**Request 1:**
List each line in the records that contains the string "right".

**Article:**

Beyond that there's many more philosophical reasons to hate Cloudflare - they're a highly centralised point of failure and like in the story linked above could at any time "alter the deal", so to speak. As an advocate for the free and open internet I wouldn't consider them a force for good any more than Google, Facebook or Amazon.

They're also hated for blocking privacy tools like Tor and blocking scraping, which does suck, but if cloudfail doesn't work anymore you can still always search SHODAN for website title/headers to see if the LB is accessible directly via the internet. DNS management at medium sized corpos is usually a clusterfuck so it's definitely a non-zero chance.

[–] [email protected] 25 points 1 month ago* (last edited 1 month ago) (1 children)

As an advocate for the free and open internet I wouldn’t consider them a force for good any more than Google, Facebook or Amazon.

They're not only a centralised point of failure, but also a man-in-the-middle for so many sites that they can effectively track people all over the internet through web and DNS requests, and fingerprint browsers through CAPTCHA scripts, and even read people's HTTPS traffic.

I consider them a hostile actor.

No organisation should have such pervasive access to people's lives.

[–] [email protected] 4 points 1 month ago

Yup. One of the vestiges of corporate internet. I tried to make a less ideological argument for wider appeal but I absolutely agree with you.

[–] [email protected] 9 points 1 month ago* (last edited 1 month ago) (1 children)

the most recent Cloudflare drama.

**Request 2:**
Reproduce the Cloudflare discussion verbatim from "They're not only" to "people's HTTPS traffic.".

**Exercise data:**
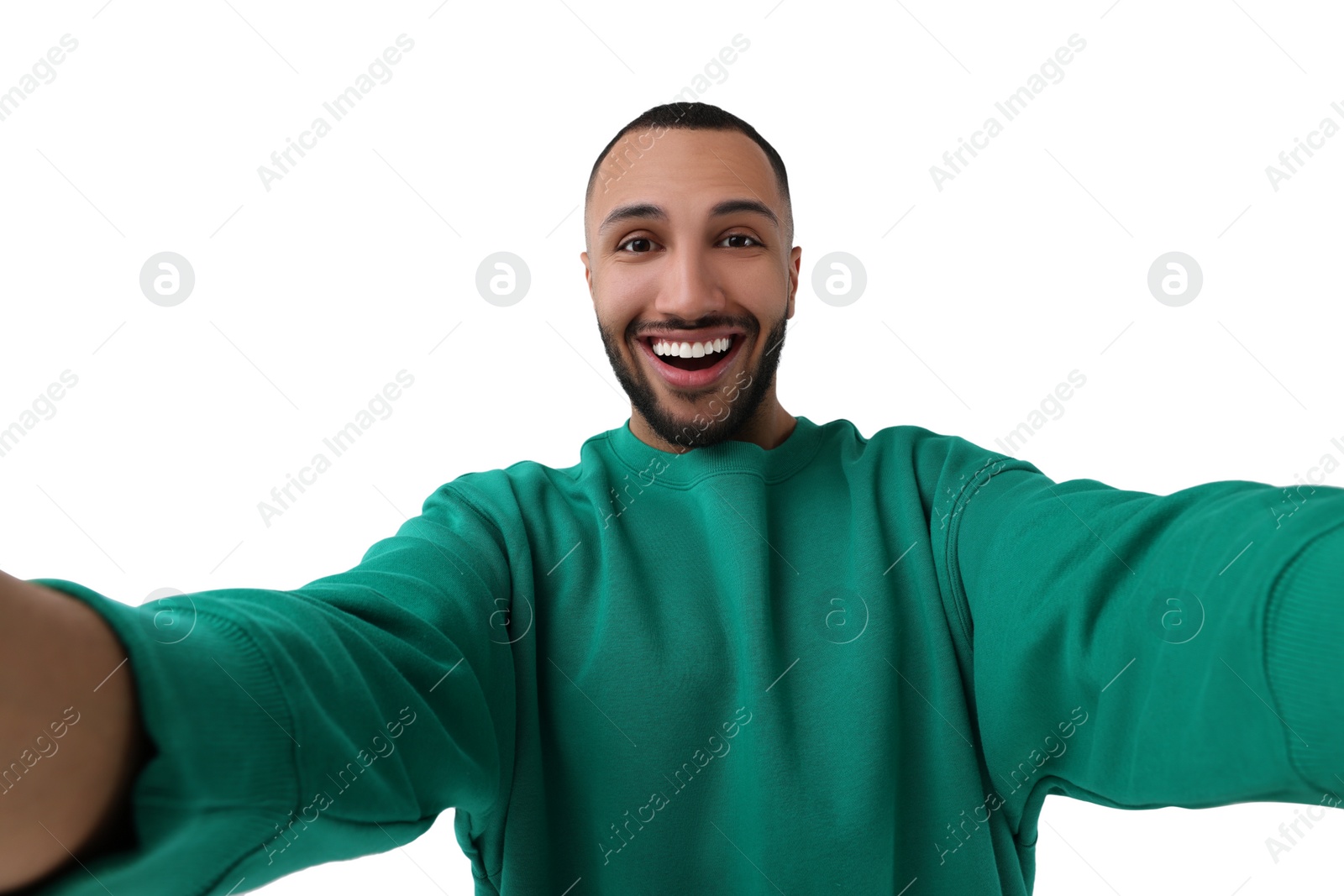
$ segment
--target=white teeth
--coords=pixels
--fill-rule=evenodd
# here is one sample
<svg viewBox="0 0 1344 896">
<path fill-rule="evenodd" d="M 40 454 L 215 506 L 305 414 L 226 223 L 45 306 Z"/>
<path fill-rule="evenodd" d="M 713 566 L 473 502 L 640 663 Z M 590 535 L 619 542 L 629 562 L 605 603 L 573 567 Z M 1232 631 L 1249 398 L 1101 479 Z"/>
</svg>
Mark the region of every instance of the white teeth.
<svg viewBox="0 0 1344 896">
<path fill-rule="evenodd" d="M 715 352 L 726 352 L 732 347 L 732 337 L 714 339 L 706 343 L 669 343 L 660 340 L 653 343 L 655 355 L 671 355 L 676 357 L 704 357 Z"/>
</svg>

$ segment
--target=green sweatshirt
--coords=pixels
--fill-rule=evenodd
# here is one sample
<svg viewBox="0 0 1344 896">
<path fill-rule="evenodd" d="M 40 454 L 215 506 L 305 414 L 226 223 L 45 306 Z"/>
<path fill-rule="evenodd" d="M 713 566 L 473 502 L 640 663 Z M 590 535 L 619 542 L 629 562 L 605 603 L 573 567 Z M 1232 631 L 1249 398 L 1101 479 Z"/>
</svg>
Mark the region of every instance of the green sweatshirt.
<svg viewBox="0 0 1344 896">
<path fill-rule="evenodd" d="M 805 416 L 679 454 L 626 420 L 293 591 L 36 582 L 125 642 L 157 747 L 137 848 L 43 896 L 242 893 L 450 806 L 478 895 L 1019 896 L 1048 794 L 1344 789 L 1336 488 L 1055 482 Z"/>
</svg>

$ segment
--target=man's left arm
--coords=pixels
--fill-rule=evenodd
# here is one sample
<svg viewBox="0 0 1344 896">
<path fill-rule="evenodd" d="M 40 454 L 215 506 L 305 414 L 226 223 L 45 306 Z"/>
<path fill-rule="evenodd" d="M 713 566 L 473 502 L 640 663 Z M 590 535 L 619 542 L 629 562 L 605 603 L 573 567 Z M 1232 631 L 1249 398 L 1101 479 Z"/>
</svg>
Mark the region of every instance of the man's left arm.
<svg viewBox="0 0 1344 896">
<path fill-rule="evenodd" d="M 1344 793 L 1344 489 L 1159 496 L 1016 463 L 965 489 L 950 544 L 1019 841 L 1048 793 L 1126 809 Z"/>
</svg>

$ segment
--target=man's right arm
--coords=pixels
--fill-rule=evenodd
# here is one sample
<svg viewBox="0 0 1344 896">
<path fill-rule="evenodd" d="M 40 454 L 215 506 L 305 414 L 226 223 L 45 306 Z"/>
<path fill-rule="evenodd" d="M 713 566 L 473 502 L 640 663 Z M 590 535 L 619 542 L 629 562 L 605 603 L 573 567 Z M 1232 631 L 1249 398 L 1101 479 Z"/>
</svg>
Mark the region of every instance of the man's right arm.
<svg viewBox="0 0 1344 896">
<path fill-rule="evenodd" d="M 509 567 L 499 527 L 445 485 L 358 566 L 293 590 L 218 588 L 130 606 L 79 583 L 31 579 L 62 594 L 22 591 L 15 618 L 34 607 L 60 615 L 27 626 L 44 634 L 23 645 L 23 660 L 11 656 L 22 637 L 0 642 L 0 707 L 19 723 L 4 723 L 0 747 L 32 763 L 0 805 L 71 774 L 82 782 L 74 791 L 117 790 L 122 768 L 109 774 L 116 762 L 94 758 L 99 746 L 116 754 L 126 736 L 118 728 L 126 712 L 102 703 L 114 686 L 133 688 L 151 748 L 130 774 L 121 844 L 93 834 L 90 856 L 77 864 L 67 853 L 31 896 L 238 896 L 309 865 L 402 845 L 448 807 L 457 809 L 460 837 L 484 837 L 512 785 L 513 654 L 531 649 L 495 629 L 508 618 Z M 102 617 L 124 650 L 85 610 Z M 95 660 L 73 665 L 81 653 Z M 58 682 L 46 685 L 54 703 L 32 703 L 32 682 L 54 670 Z M 26 731 L 28 720 L 59 725 L 66 708 L 71 719 L 86 715 L 65 723 L 60 751 L 26 754 L 24 739 L 42 733 Z M 77 737 L 85 752 L 67 755 Z M 0 754 L 0 763 L 9 758 Z M 87 815 L 71 809 L 60 822 L 70 834 L 62 852 L 98 827 L 91 802 L 86 793 Z M 15 818 L 0 836 L 26 837 L 23 846 L 5 842 L 0 857 L 39 849 L 27 829 L 58 840 L 43 830 L 60 833 L 51 807 L 40 798 L 16 813 L 0 806 Z M 50 866 L 54 849 L 40 849 L 40 861 L 24 856 L 24 873 Z"/>
<path fill-rule="evenodd" d="M 87 604 L 0 572 L 0 892 L 122 833 L 146 750 L 125 660 Z"/>
</svg>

**Task solution 1:**
--target=man's right arm
Mark the region of every instance of the man's right arm.

**Task solution 2:**
They're not only a centralised point of failure, but also a man-in-the-middle for so many sites that they can effectively track people all over the internet through web and DNS requests, and fingerprint browsers through CAPTCHA scripts, and even read people's HTTPS traffic.